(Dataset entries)
···
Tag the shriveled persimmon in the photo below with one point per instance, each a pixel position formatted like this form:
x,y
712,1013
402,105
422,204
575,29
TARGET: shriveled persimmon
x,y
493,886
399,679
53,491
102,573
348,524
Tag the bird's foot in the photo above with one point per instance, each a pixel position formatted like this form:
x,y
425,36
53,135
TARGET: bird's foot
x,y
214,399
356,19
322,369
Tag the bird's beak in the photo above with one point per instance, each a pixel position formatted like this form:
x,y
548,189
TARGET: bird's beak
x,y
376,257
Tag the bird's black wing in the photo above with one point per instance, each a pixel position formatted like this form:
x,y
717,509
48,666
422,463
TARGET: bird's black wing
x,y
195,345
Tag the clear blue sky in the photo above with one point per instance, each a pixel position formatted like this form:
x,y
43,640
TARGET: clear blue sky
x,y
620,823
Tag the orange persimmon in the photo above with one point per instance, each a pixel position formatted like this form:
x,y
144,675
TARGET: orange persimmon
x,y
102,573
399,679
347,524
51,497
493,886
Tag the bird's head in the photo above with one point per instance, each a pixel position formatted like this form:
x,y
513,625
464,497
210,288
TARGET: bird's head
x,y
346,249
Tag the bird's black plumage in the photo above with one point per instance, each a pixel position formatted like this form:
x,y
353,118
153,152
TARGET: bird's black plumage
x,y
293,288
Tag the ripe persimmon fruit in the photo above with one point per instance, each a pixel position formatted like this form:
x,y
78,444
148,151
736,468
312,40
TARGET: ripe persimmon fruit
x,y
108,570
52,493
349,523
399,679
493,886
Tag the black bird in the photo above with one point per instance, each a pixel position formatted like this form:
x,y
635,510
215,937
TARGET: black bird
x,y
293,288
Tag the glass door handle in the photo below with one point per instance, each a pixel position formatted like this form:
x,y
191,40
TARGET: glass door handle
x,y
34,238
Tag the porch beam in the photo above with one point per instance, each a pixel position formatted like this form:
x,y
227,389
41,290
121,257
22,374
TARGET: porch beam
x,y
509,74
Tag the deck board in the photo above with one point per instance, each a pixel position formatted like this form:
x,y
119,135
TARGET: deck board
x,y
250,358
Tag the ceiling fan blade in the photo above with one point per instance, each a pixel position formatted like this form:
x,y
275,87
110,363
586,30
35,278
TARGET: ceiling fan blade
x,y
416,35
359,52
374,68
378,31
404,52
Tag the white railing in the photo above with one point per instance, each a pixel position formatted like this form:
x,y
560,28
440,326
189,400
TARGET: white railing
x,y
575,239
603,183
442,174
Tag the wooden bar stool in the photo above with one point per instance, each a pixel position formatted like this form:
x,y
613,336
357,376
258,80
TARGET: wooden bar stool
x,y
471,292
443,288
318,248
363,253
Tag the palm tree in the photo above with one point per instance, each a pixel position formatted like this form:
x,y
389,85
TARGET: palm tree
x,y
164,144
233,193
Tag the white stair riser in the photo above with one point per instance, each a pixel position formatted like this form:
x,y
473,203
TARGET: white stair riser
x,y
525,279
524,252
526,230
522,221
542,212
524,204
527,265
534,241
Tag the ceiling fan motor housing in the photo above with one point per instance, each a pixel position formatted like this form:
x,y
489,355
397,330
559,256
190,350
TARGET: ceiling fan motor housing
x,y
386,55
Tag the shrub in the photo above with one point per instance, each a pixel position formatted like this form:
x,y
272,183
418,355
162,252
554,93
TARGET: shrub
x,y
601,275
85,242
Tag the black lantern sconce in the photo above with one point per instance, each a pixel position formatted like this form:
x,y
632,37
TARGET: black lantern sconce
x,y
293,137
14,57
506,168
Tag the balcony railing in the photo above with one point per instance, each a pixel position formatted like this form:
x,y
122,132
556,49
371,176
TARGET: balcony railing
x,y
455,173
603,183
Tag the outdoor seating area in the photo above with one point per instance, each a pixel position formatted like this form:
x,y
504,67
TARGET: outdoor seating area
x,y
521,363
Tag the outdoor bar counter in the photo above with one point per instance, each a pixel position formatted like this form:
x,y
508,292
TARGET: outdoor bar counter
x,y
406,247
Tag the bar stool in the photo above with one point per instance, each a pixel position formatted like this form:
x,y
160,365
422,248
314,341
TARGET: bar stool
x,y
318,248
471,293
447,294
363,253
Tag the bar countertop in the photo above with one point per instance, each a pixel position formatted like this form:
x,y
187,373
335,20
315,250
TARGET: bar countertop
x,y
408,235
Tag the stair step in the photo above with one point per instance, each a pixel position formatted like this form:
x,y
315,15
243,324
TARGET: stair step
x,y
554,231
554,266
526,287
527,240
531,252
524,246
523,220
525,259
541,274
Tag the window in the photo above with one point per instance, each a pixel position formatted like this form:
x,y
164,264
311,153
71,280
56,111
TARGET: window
···
:: EXERCISE PROMPT ::
Output the data above exactly, please, line for line.

:: SOLVED PROBLEM ::
Tag the shriveled persimmon in the photo below with one point per instance, each a pixel position formatted like this form:
x,y
712,1013
402,105
422,204
575,29
TARGET: shriveled persimmon
x,y
493,886
399,679
53,491
102,573
348,524
Tag the bird's foot in the photo above with one point per instance, each a pixel position formatted like this form:
x,y
425,36
53,135
TARGET: bird's foot
x,y
214,399
356,19
322,369
Tag the bird's beak in the photo above with one point per instance, each a pixel position formatted like this form:
x,y
548,189
TARGET: bird's beak
x,y
376,257
Tag the bird's black wing in the photo above with one point per instance, each a pixel position formatted like this form:
x,y
717,509
48,666
422,463
TARGET: bird's black wing
x,y
195,345
Tag the clear blue sky in the photo above with one point per instance, each a pixel position formatted like this form:
x,y
43,640
TARGET: clear blue sky
x,y
620,823
Tag the orange persimmon in the photo above with one point per instance, each a pixel position formatted like this form:
x,y
144,675
TARGET: orange persimmon
x,y
102,573
399,679
347,524
51,497
493,886
Tag the bird's head in the photo above with one point per instance, each a pixel position formatted like this form:
x,y
513,625
464,497
210,288
TARGET: bird's head
x,y
346,249
Tag the bird's black plumage in the photo above with one point per instance, each a pixel position formatted like this form:
x,y
353,118
153,152
TARGET: bird's black plumage
x,y
293,288
Tag the ripe persimmon fruit in the photo above with one point per instance, each a pixel position formatted like this form:
x,y
78,444
148,151
736,468
312,40
TARGET: ripe persimmon fruit
x,y
108,570
52,493
349,523
399,679
493,886
Tag the black bird in the photo above with one point per instance, each a pixel position formatted like this form:
x,y
635,510
215,937
TARGET: black bird
x,y
293,288
Tag the glass door handle in the photo below with one point per instance, each a pixel position formatted like this form:
x,y
191,40
TARGET: glass door handle
x,y
34,238
Tag the porch beam in the photo above with one point per instance, each a pixel position formatted like this form:
x,y
227,389
41,290
121,257
22,374
TARGET: porch beam
x,y
509,74
Tag the deck board in the photo above with one point per instance, each a pixel position formatted like this form:
x,y
119,135
TARGET: deck board
x,y
250,358
Tag the ceiling fan blade in the photo above with one point per instance, each a pixel position formatted like this form:
x,y
275,87
110,363
586,30
35,278
TARGET: ceiling fan blade
x,y
416,35
359,52
374,68
378,31
404,52
Tag the white railing in the photo above with one point per instance, each a pixel position formatted like this form:
x,y
560,28
440,326
189,400
TARGET: white railing
x,y
575,239
603,183
442,174
Tag the wooden bar stool in the photo above with one point per instance, each a pixel position formatted like this form:
x,y
613,336
357,376
258,80
TARGET: wooden bar stool
x,y
471,292
443,288
318,248
363,253
Tag the palm tree in the photo above with one point per instance, each a pixel position formatted like this form:
x,y
389,85
TARGET: palm tree
x,y
164,144
233,193
Tag the white stair riser in the photo above with one point per instance, each a pixel position formatted like this form:
x,y
473,203
TARGET: white stair riser
x,y
525,279
524,252
526,230
522,221
542,212
524,204
527,265
534,241
Tag the ceiling fan motor housing in the photo above with one point per instance, each a pixel position formatted like this form:
x,y
489,355
397,330
559,256
190,350
TARGET: ceiling fan motor housing
x,y
386,55
Tag the shrub in the photo above with one point per instance, each a pixel position formatted like this form:
x,y
272,183
418,355
162,252
554,93
TARGET: shrub
x,y
601,275
85,242
Tag the black lantern sconce in the photo above with one point per instance, each a pixel position formatted like this form:
x,y
632,37
TARGET: black lantern sconce
x,y
293,137
14,57
506,168
Tag the balcony railing in the photo above with one point per instance, each a pixel position formatted like this form:
x,y
122,132
556,49
371,176
TARGET: balcony railing
x,y
455,173
603,183
Tag the outdoor seating area in the photo above with one point per instance, each a pixel position formatted like this form:
x,y
504,67
TARGET: outdoor seating area
x,y
521,363
Tag the outdoor bar counter in the photo above with one point per instance, each a pixel position formatted like this form:
x,y
508,292
TARGET: outdoor bar counter
x,y
406,247
Tag the bar stool in the photo above with one point per instance, each a pixel position formatted like this form:
x,y
160,365
422,248
314,341
TARGET: bar stool
x,y
318,248
471,293
447,294
363,253
Tag the bar countertop in the photo above with one point per instance, each a pixel position formatted like this form:
x,y
187,373
335,20
315,250
TARGET: bar countertop
x,y
408,235
Tag the stair step in the photo above with one point per instance, each a pixel position formatted like this form:
x,y
315,15
243,324
TARGET: stair step
x,y
554,231
554,266
526,287
527,240
531,252
524,246
523,220
525,259
541,274
Tag the window in the photo above with one point per instance, each a pixel position formatted like this form:
x,y
164,264
311,153
71,280
56,111
TARGET: window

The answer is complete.